• _SELECTED EXCERPT_
Afterward, Federer said, “It’s been an absolute blast.. I loved every second about this Hopman Cup. … I had a great time, a wonderful time with my family, my team, and Belinda’s team. … Perth is a fun city. It’s been a wonderful stay for us.

“It’s a place that’s given me some good feelings for the rest of the season and I love playing in Australia.”

Federer’s attitude is a sharp contrast to his early years when he was prone to an occasional outburst. Today, his lack of emotional frustration, which has always served him well at major tournaments like the Australian Open, gives Federer an advantage over less controlled opponents like the mercurial Nick Kyrgios.

Federer once declared, “I don’t get the anxiety during a match so much anymore. You know, to throw racquets, to toss balls out of the court, scream and stuff. I almost laugh (on the inside) about it a little bit today when an opponent does it. But that’s something for me that’s not a problem any more.”

Now, as the six-time Australian Open champion readies to go after his third straight title in this year’s first Grand Slam, beginning Monday in Melbourne, Federer is in a comfortable state of mind – not to mention that he’s also undefeated (22-0) in Australia the past two years.

Earlier this week, during a sit-down interview with CNN Sport, Federer got emotional when he talked about Peter Carter, his inspirational former coach, who died in a car crash on his honeymoon in South Africa in 2002.

“It’s actually a really nice story,” said Federer in revealing the depth of his feelings. “He came to play club tennis in my club back in Basel at the Old Boys Tennis Club when I was little. He was also one of the star players on the team. I was able to have coaching lessons with him. He was from Adelaide in Australia.

• _RECORDS_
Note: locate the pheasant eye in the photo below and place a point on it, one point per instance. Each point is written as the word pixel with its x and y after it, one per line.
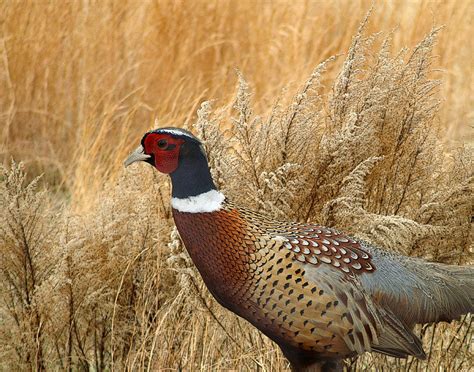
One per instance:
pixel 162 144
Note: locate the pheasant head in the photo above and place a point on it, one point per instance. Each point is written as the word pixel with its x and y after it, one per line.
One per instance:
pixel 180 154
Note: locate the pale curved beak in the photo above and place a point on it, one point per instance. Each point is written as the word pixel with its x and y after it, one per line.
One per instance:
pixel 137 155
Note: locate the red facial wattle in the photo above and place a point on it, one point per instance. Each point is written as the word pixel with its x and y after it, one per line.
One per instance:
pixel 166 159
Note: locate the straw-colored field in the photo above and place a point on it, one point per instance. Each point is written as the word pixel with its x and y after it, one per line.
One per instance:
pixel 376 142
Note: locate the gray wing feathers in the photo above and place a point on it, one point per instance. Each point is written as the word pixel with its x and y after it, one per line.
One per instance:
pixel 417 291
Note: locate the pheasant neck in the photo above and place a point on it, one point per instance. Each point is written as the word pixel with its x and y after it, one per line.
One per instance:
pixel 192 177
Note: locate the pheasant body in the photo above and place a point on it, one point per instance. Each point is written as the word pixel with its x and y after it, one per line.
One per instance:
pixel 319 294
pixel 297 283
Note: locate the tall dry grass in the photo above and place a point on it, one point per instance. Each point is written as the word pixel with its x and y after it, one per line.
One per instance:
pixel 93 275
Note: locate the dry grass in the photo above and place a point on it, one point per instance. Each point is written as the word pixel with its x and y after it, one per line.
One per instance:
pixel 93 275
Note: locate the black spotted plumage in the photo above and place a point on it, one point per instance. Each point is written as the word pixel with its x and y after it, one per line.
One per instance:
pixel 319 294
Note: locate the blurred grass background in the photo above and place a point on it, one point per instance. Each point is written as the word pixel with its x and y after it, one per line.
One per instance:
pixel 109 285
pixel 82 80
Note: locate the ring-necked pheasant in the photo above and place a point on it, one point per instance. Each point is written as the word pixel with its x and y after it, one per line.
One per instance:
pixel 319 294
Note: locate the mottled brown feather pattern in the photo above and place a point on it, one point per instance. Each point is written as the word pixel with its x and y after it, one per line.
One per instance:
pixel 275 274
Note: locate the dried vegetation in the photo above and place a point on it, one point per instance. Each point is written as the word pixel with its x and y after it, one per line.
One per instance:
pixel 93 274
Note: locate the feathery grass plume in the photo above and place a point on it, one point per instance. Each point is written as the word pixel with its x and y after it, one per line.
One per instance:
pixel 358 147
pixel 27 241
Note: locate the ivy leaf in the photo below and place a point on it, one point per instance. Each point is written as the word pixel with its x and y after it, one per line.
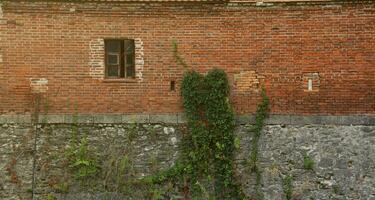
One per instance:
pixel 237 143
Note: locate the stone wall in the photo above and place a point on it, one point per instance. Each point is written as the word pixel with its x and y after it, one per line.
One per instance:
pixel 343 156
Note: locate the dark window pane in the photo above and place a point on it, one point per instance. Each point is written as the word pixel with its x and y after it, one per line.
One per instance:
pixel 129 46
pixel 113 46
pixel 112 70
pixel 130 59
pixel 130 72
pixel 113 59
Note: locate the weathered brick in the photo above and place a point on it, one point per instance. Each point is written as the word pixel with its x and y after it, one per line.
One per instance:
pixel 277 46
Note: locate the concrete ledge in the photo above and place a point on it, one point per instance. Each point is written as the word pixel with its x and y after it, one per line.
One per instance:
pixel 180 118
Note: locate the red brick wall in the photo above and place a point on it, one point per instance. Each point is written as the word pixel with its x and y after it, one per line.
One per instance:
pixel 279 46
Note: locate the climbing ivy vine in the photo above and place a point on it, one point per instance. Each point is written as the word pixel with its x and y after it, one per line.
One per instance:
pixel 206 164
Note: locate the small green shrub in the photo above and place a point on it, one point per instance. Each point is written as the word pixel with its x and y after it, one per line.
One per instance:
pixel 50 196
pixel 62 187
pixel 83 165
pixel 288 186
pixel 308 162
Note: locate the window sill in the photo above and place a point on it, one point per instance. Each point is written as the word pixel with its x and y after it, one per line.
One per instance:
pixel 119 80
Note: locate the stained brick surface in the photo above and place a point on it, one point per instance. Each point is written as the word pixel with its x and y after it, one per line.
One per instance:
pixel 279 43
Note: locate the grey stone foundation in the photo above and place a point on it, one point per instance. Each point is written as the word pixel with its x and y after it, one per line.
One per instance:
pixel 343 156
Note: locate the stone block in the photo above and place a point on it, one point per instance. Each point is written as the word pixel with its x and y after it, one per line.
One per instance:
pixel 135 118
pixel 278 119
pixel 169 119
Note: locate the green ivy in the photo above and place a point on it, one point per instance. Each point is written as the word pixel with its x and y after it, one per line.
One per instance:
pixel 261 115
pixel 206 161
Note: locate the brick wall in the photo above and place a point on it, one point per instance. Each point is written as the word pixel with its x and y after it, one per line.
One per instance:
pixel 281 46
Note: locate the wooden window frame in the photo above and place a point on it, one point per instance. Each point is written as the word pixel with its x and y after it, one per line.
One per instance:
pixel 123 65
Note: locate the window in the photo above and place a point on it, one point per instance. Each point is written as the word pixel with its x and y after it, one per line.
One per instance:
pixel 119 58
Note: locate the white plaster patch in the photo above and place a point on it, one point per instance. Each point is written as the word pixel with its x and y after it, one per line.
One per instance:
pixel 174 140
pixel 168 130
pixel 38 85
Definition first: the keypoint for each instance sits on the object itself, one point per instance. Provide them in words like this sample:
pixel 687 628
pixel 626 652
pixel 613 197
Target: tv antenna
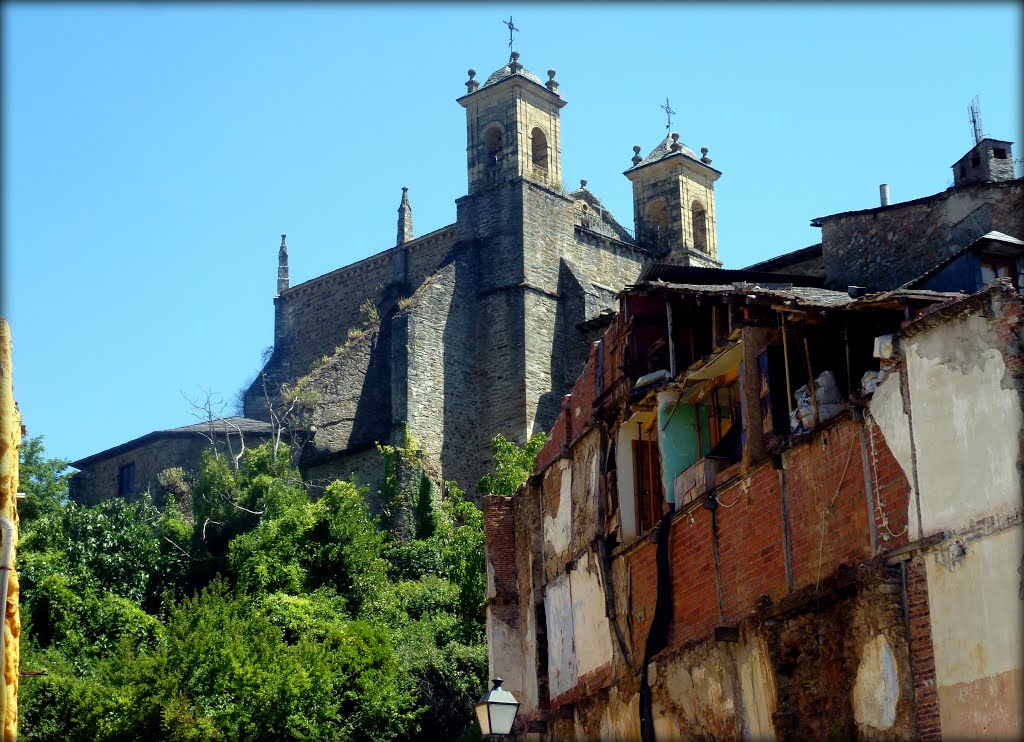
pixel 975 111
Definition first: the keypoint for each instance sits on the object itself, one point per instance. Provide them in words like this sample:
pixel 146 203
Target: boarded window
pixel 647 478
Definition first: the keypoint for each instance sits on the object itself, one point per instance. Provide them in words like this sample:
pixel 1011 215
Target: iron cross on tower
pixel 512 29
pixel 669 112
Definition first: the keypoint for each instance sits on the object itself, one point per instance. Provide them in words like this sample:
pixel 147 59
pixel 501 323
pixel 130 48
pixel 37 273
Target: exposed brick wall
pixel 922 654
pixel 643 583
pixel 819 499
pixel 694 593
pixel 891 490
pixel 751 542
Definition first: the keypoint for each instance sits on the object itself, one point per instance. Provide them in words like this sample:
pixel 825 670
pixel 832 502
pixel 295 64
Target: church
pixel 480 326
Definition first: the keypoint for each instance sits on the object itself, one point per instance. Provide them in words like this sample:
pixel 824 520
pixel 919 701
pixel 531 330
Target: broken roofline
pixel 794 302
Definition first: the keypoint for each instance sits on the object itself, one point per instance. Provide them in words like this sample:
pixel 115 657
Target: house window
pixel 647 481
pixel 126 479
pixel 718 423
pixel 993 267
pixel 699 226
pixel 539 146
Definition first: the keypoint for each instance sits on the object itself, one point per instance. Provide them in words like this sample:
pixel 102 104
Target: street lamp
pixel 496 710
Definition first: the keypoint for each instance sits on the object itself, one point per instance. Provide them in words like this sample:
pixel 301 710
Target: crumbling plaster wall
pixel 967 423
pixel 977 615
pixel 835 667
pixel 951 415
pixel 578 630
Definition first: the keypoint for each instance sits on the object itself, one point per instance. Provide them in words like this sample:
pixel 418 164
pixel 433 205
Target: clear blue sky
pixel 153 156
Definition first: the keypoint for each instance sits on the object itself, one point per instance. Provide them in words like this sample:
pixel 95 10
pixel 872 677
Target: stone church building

• _TASK 1_
In the text about Federer, rewrite everything from "Now, as the" down to "Adelaide in Australia.", putting "Zurich" in place of "Basel".
• _TASK 2_
List every city named in the text about Federer.

• _EXERCISE SOLUTION 1_
Now, as the six-time Australian Open champion readies to go after his third straight title in this year’s first Grand Slam, beginning Monday in Melbourne, Federer is in a comfortable state of mind – not to mention that he’s also undefeated (22-0) in Australia the past two years.

Earlier this week, during a sit-down interview with CNN Sport, Federer got emotional when he talked about Peter Carter, his inspirational former coach, who died in a car crash on his honeymoon in South Africa in 2002.

“It’s actually a really nice story,” said Federer in revealing the depth of his feelings. “He came to play club tennis in my club back in Zurich at the Old Boys Tennis Club when I was little. He was also one of the star players on the team. I was able to have coaching lessons with him. He was from Adelaide in Australia.

• _EXERCISE SOLUTION 2_
Perth, Melbourne, Basel, Adelaide